_Requisitos do exercício_:
(1) Devolva o trecho do excerto sobre a impenhorabilidade do salário mínimo que começa nas palavras "Antes pelo contrário: o" e termina depois de "custo de vida.".
(2) Enumere todas as referências a artigos ou diplomas legais identificados por número no excerto sobre a impenhorabilidade do salário mínimo.

_Excerto do documento_:
....................
Antes pelo contrário: o art. 738/3 do CPC estabelece o limite mínimo da impenhorabilidade no salário mínimo nacional (que é de 557€ em 2017, por força do DL 86-B/2016, de 29/12), quando o executado não tenha outros rendimentos, sendo que esse salário mínimo nacional, na RAA, é acrescido de 5%, segundo decisão dos órgãos legislativos constitucionalmente competentes (nos termos dos arts. 227/1-a da CRP e do art. 31/1-c do Estatuto Político-Administrativo da Região), por se considerar que aí é superior o custo de vida.

Com efeito, do preambulo daquele DLR [alterado pelo DLR 22/2007/A, de 23/10, mas sem influência na questão] citado pelo executado, diz-se: “Em 2000 foram criados, na RAA, os regimes jurídicos da atribuição do acréscimo regional ao salário mínimo no valor de 5% […] A criação destes regimes […] visa, por um lado, atenuar a diferença do nível do custo de vida nos Açores em relação ao continente, designadamente os derivados dos custos da insularidade, e, por outro, diminuir as desigualdades resultantes do baixo valor das remunerações ou pensões auferidas por uma faixa da população residente nos Açores, traduzindo-se numa medida de justiça social.”
....................
_Registos extraídos_:
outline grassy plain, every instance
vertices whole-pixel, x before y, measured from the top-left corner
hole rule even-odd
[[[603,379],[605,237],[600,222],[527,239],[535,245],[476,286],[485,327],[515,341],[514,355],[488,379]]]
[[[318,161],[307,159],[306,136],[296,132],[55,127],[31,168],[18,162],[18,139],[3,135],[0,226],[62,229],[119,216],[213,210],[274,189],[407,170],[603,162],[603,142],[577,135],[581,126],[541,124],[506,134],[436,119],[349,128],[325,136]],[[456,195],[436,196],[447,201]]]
....................
_Respostas ao exercício_:
(1)
Antes pelo contrário: o art. 738/3 do CPC estabelece o limite mínimo da impenhorabilidade no salário mínimo nacional (que é de 557€ em 2017, por força do DL 86-B/2016, de 29/12), quando o executado não tenha outros rendimentos, sendo que esse salário mínimo nacional, na RAA, é acrescido de 5%, segundo decisão dos órgãos legislativos constitucionalmente competentes (nos termos dos arts. 227/1-a da CRP e do art. 31/1-c do Estatuto Político-Administrativo da Região), por se considerar que aí é superior o custo de vida.

(2)
- art. 738/3 do CPC
- DL 86-B/2016, de 29/12
- art. 227/1-a da CRP
- art. 31/1-c do Estatuto Político-Administrativo da Região
- DLR 22/2007/A, de 23/10